EXCERPTED PASSAGE START

Researchers Predict a Potential Cure for Alzheimer’s in Ten Years’ Time

cure for Alzheimer's

Scientists are positive that a potential cure for Alzheimer’s could be synthesized in ten years’ time after more research is done.

A team of researchers from the Glasgow University in Scotland is on the verge of a major breakthrough in medicine. They claim to have discovered a potential cure for Alzheimer’s disease, a neurodegenerative condition responsible for causing severe dementia in approximately 47 million reported cases worldwide.

The researchers say that the new drug is not only capable to slow down memory loss, but it can restore memories and even extend the patient’s life. However, until this point, clinical trials were conducted only on mice population. Nevertheless, the results look promising.

Scientists Explain How the Cure Works

According to the researchers, the drug dubbed allosteric ligands focuses on activating a protein in the human brain involved with memory. When a patient is diagnosed with Alzheimer’s, the protein which can be found in the hippocampus, becomes less active. However, the team says that they have designed the experimental drug to re-activate the protein, in order to improve memory.

The lead author of the study and professor of molecular biology at the University of Glasgow, Andrew Tobin claims that the drug also extends life in mice population treated for Alzheimer’s. However, at this point, the researchers still do not know what exactly is protecting the neurons from degeneration. Nevertheless, professor Tobin says that the next step the team will take towards creating a cure for Alzheimer’s will be to understand the biochemical process that promotes prolonged life.

Initial Trials

As of now, treatments for Alzheimer’s disease can only ease the symptoms, rather than cure the disease. However, the team of researchers believes to have stumbled upon an actual treatment.

So far, the experiments involved breeding mice in developing mad cow disease, very similar to Alzheimer’s in human subjects when it comes to memory loss, disease progression, and death. Upon receiving the treatment, mice models exhibiting signs of Alzheimer’s were able to recall receiving a mild electric shock. On the other hand, the mice population who did not receive the drug forgot about the stimulus.

Even though the findings look promising and the researchers believe they are paving the way for a revolutionary treatment, professor Tobin warns that an effective drug, free of side effects could be available in 10 years’ time or even more.

EXCERPTED PASSAGE END

Reproduce the passage of the Alzheimer's article starting at "A team of researchers" and ending at "reported cases worldwide.".

ENTRIES PROVIDED START

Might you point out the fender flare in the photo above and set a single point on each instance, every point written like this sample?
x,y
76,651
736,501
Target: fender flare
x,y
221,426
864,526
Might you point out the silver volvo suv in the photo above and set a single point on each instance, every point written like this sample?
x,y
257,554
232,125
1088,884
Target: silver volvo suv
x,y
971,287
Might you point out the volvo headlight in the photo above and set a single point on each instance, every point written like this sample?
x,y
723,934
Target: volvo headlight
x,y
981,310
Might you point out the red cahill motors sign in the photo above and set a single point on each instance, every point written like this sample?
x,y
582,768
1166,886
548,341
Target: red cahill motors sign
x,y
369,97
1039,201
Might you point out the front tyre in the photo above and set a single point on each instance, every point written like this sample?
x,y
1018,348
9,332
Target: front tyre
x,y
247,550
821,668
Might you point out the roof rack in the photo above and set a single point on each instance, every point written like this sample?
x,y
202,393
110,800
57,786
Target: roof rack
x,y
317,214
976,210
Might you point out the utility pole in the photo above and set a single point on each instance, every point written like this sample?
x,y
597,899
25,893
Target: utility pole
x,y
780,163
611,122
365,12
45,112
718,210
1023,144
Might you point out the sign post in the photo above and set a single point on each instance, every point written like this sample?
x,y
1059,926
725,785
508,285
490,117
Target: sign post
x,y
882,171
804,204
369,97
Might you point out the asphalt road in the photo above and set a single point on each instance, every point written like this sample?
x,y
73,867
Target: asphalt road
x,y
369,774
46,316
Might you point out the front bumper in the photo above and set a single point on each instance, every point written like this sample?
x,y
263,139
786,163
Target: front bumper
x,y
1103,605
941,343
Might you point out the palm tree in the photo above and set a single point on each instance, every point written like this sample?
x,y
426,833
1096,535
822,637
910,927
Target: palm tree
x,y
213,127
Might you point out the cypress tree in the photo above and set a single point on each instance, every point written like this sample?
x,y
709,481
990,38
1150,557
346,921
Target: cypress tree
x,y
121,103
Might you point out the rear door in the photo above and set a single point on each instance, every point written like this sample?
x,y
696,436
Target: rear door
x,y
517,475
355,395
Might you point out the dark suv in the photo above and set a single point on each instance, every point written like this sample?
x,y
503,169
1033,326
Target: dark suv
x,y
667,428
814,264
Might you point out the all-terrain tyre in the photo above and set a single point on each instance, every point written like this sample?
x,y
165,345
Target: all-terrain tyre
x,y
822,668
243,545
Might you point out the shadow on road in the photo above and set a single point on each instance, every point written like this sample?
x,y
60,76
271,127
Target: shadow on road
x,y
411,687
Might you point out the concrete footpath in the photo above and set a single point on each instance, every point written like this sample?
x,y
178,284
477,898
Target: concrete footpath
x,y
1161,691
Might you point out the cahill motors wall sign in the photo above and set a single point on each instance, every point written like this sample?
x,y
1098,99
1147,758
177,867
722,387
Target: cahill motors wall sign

ENTRIES PROVIDED END

■ TASK RESULT ■
A team of researchers from the Glasgow University in Scotland is on the verge of a major breakthrough in medicine. They claim to have discovered a potential cure for Alzheimer’s disease, a neurodegenerative condition responsible for causing severe dementia in approximately 47 million reported cases worldwide.